The FD.io Vector Packet Processing (VPP) release 20.05 is now available at https://packagecloud.io/fdio/release. Full release notes can be found at https://docs.fd.io/vpp/20.05/d7/d84/release_notes_2005.html
But for those looking for the “reader’s digest” highlights, this blog is for you. There are three key takeaways herein:
- First, Release 20.05 introduces a number of feature enhancements – each of which is summarized below, including a brief explanation of why you should care.
- Second, the FD.io community is particularly enthusiastic about VPP’s IPsec performance, a notoriously difficult encryption protocol to support without cratering throughput – unless you invest in behemoth, and costly, hardware. VPP breaks that paradigm. We’ll use this blog to highlight the value of the CSIT project, as well as its most recent IPsec performance testing results.
- Third, and perhaps most importantly, many of our blog readers might get a bit ‘bleary-eyed’ from detailed feature and performance factoids. We understand. We’ll take this opportunity to highlight a key use case story, and several well-written technology articles that keep the ‘bigger picture’ front of mind for all of us.
Read on, and let us know anytime how we can communicate with you even better!
Before we delve into performance metrics, we’d like to mention the project that generates our source data. The Continuous System Integration and Testing (CSIT) project provides ongoing, automated testing for FD.io software projects. The project’s tests focus on functional and performance regressions – constantly validating key network test benchmarks like No Drop Rate (NDR), and Maximum Receive Rate (MRR). For more information on the CSIT tests and reports, visit: https://docs.fd.io/csit/master/doc, https://docs.fd.io/csit/master/report and https://docs.fd.io/csit/master/trending.
The first performance figures we’d like to highlight are around IPsec. FD.io VPP 20.05 testing with a 1518 byte packet size utilizing a four (4) core CPU yields an impressive NDR rate of 47 Gbps. These results hold whether using 1000, 10,000, 20,000 or even 40,000 tunnels. Full testing was performed with varying packet sizes and encryption algorithms (see highlighted results below), using a 2.5GHz Skylake Platinum 8180 CPU with Turbo boost off, and two (2) threads/core. Employed NICs were Intel xxv710-DA2 2p25GE.

§ **Dataset excerpt**

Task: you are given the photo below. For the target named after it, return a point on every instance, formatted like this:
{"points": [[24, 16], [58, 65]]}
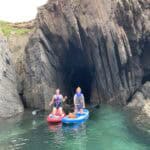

§ **What you need to do**
**1)** According to the VPP 20.05 post, what NDR rate did IPsec testing with a 1518 byte packet size on a four-core CPU yield?
**2)** Reproduce the passage of the VPP 20.05 post starting with "The FD.io Vector" and going on through "performance testing results.".
The data above comes from a different source than the VPP 20.05 post.

§ **Task responses**
**1)** 47 Gbps.

**2)**
The FD.io Vector Packet Processing (VPP) release 20.05 is now available at https://packagecloud.io/fdio/release. Full release notes can be found at https://docs.fd.io/vpp/20.05/d7/d84/release_notes_2005.html
But for those looking for the “reader’s digest” highlights, this blog is for you. There are three key takeaways herein:
- First, Release 20.05 introduces a number of feature enhancements – each of which is summarized below, including a brief explanation of why you should care.
- Second, the FD.io community is particularly enthusiastic about VPP’s IPsec performance, a notoriously difficult encryption protocol to support without cratering throughput – unless you invest in behemoth, and costly, hardware. VPP breaks that paradigm. We’ll use this blog to highlight the value of the CSIT project, as well as its most recent IPsec performance testing results.